** Begin Material shown **

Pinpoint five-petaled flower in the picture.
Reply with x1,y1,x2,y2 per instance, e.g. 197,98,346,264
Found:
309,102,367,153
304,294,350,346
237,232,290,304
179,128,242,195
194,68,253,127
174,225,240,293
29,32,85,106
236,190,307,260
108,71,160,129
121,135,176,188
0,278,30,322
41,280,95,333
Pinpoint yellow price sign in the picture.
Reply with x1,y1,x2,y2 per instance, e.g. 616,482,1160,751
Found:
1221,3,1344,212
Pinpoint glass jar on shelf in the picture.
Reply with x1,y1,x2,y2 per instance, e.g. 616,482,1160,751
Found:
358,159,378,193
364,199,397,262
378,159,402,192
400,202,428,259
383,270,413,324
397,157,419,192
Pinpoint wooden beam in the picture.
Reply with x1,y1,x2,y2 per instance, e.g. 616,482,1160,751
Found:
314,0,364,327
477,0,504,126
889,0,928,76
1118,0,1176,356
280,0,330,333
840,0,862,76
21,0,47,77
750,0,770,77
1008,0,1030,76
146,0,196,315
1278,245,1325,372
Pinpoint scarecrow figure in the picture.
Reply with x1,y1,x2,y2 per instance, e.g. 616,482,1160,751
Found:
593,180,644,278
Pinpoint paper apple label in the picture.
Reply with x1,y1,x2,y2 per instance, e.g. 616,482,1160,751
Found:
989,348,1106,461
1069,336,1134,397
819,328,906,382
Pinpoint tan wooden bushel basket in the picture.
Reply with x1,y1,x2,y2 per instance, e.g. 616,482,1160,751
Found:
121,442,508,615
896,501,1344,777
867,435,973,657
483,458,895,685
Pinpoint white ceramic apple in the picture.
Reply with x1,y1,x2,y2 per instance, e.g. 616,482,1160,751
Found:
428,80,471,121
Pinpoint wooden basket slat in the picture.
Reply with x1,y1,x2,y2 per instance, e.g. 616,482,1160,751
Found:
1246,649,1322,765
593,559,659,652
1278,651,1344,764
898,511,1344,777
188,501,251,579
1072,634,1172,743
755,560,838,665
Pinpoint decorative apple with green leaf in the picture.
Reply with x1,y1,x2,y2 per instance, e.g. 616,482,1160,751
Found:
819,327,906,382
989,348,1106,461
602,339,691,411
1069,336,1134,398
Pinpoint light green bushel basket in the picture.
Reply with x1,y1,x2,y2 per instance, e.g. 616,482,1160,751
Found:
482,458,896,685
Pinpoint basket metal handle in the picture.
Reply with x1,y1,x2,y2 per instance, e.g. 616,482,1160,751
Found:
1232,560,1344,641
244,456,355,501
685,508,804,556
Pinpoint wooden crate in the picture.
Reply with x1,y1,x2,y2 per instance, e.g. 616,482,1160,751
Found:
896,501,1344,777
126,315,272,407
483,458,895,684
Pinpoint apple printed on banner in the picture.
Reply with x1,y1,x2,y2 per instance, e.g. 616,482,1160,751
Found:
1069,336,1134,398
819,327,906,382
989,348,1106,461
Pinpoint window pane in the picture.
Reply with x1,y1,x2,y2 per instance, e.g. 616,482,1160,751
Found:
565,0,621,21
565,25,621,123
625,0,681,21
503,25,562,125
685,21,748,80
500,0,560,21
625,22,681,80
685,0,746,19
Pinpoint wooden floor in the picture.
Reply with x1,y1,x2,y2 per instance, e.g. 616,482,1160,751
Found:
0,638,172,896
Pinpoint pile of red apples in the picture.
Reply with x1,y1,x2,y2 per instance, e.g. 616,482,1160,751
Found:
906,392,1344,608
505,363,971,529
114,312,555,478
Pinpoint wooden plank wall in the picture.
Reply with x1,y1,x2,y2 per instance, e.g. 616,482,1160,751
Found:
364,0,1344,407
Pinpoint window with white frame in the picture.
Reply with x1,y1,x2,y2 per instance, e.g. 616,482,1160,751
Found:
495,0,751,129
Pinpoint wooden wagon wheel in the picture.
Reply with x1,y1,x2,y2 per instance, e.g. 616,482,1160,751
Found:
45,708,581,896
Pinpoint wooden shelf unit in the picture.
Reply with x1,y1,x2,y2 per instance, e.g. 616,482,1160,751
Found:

** End Material shown **

> To be done: Repeat the lines of the material from the one containing "Pinpoint wooden shelf unit in the picture." through the end of the material, both ends included.

> Written solution:
Pinpoint wooden shelf unit in the picture.
Reply with x1,y1,x2,y2 per instance, e.g. 616,482,1160,751
Found:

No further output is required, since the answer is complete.